MATERIAL FOR THIS TASK:

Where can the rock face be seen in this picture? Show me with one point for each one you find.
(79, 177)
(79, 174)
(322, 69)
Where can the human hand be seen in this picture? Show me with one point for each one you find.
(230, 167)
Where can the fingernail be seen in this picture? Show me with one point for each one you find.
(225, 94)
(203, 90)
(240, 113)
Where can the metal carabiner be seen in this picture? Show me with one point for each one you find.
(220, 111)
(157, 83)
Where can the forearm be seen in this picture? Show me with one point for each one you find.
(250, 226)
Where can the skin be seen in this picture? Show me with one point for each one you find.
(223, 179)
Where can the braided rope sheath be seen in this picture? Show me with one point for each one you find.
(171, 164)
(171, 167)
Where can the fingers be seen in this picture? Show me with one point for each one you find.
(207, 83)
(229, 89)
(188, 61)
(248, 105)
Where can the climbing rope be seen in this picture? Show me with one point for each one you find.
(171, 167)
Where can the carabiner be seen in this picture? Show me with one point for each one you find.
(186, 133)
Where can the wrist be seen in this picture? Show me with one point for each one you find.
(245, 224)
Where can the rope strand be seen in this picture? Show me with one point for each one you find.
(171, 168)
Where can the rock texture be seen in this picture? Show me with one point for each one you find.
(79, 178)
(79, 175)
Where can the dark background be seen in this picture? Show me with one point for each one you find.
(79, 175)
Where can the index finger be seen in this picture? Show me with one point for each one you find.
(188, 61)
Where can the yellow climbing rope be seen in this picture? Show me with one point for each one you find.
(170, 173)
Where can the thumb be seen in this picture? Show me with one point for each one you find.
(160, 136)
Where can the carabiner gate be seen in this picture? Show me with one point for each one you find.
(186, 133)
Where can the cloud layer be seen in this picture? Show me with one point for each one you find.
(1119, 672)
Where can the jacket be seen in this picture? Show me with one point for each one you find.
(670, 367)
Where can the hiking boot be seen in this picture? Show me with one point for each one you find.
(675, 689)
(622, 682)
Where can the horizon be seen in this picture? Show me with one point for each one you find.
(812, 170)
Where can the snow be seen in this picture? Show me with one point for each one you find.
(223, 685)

SET EXERCISE: Write out again every line from the one that contains "Where can the snow" through the end of the items, keeping the requests, and add 55 to every number in the coordinates.

TASK SOLUTION:
Where can the snow be seen in this picture? Show me with one point for each one you find.
(278, 740)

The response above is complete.